#### DOCUMENT TEXT:
Quora Insincere Questions Classification
This project gives the solution for the Kaggle Competetion - "https://www.kaggle.com/c/quora-insincere-questions-classification".
Brief on Data: Train data contains question id, question text and classification-whether the question is insincere or not.. Test Data contains question id, question text.
Total training records - approximately 1306122, Insincere questions - approximately 80810.
Stages involved in Training:
-
Normalizing the Data: This is to help in extracting the important features from the dataset.
a) Questions are POS tagged with nltk libary and person/org names are replaced with a common word. This is done as we don't want the model to decide based on a person/org name. ===> This step is not used currently as it takes a long time.
b) If there are negation words, like "wouldn't", transform it as "would not".
c) Remove the stop words as we don't want these to be part of our model. ==> This step is commented out as many of the words like "not" is also a stop word.
d) Remove non-alphabetic characters
-
Pre Processing a) Convert the word sequence into a number sequnce. I am using Kera library for this, as, in the future we might want to do some customizations like - create the same sequence numbers for train data and test data even if the test run is executed after the application restart.
b) Created the word vectors using gensim library on the corpus containg the words from both train set and test set. I didn't use Google or other Embeddings - this may be comprehensive when compared to the available words on the net, but, still misses many of the words from our train/test set. Create an embedding matrix based on both train and test word corpus
-
Training
Uses Neural Network.

#### THE EXERCISE:
Return the passage of the project description from "Total training records" up to and including "from the dataset.", copied word for word. You will not need the data that follows to complete this work.

#### DATASET EXCERPT:

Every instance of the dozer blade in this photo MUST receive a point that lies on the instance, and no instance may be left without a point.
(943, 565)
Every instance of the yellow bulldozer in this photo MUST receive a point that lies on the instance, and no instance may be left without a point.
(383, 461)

#### OUTPUT BELOW:
Total training records - approximately 1306122, Insincere questions - approximately 80810.
Stages involved in Training:
-
Normalizing the Data: This is to help in extracting the important features from the dataset.